* [EXERCISE]
Rewrite the listing starting at the line that contains "Would you be so kind as to locate the printed" and ending at the end of the listing, substituting "bib number 124" for "printed number 124" and changing nothing else.

* [THE RECORDS]
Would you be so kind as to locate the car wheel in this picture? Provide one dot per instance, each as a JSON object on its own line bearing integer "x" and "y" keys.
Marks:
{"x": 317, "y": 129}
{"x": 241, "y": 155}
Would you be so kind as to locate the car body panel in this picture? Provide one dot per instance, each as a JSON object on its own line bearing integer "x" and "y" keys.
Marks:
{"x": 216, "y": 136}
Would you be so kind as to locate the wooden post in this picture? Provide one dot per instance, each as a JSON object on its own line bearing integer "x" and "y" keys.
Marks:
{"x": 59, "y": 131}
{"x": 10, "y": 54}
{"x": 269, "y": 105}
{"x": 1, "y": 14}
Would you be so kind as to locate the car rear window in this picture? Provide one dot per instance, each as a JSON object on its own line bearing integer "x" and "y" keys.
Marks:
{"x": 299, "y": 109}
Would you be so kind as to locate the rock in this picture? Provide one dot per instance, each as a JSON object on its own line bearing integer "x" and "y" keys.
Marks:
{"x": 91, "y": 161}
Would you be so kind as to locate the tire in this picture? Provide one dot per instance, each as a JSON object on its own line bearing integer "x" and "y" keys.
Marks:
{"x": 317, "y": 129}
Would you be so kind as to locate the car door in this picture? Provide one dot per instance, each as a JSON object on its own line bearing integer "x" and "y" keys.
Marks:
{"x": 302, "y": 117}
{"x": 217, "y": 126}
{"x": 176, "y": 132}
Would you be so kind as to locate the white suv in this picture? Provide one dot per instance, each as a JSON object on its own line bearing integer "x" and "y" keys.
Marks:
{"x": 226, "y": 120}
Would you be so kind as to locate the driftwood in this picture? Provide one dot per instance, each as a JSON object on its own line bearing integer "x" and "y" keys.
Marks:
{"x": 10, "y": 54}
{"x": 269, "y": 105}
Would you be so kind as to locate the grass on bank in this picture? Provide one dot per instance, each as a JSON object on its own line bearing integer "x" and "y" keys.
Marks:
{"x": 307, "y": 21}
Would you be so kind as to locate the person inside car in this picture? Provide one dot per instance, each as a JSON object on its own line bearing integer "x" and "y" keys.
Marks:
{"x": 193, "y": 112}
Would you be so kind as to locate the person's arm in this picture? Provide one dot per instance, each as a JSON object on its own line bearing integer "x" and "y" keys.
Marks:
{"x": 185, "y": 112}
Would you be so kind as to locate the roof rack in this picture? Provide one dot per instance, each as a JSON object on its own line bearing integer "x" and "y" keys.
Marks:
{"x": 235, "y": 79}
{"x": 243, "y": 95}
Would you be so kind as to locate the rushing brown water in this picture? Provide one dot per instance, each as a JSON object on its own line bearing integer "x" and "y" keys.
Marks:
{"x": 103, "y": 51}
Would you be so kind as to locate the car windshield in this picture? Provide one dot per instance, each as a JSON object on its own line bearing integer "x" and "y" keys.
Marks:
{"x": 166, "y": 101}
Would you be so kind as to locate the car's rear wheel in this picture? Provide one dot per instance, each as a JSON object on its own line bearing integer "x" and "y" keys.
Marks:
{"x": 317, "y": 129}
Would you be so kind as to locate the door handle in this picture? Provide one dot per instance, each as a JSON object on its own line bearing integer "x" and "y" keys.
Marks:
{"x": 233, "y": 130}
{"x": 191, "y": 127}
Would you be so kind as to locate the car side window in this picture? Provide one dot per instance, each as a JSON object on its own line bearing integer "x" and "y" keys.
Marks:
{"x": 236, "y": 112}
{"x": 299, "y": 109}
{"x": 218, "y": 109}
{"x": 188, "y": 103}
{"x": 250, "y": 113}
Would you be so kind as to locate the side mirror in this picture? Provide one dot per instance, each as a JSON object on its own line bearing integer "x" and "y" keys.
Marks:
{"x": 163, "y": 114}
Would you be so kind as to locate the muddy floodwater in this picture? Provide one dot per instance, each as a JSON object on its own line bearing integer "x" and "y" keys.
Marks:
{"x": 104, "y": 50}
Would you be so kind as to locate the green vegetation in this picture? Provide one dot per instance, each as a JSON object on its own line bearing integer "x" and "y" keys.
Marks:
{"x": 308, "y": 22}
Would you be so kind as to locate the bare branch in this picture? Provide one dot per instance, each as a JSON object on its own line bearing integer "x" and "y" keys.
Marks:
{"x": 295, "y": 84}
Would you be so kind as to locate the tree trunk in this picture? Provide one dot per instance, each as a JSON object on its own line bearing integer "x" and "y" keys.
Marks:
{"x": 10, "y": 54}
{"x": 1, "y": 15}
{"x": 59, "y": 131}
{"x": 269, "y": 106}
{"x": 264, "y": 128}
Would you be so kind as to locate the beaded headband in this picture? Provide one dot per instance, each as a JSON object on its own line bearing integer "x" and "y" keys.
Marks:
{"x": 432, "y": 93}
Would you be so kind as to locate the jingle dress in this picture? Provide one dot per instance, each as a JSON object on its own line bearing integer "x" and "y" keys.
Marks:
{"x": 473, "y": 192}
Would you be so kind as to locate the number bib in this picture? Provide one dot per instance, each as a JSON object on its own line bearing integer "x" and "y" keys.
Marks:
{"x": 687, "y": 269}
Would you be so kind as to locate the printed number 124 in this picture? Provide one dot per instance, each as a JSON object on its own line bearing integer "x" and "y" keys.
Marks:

* [RIGHT ANSWER]
Would you be so kind as to locate the bib number 124 in this picture? Provide one dot per instance, each as a JSON object on its own line bearing integer "x" and "y" keys.
Marks:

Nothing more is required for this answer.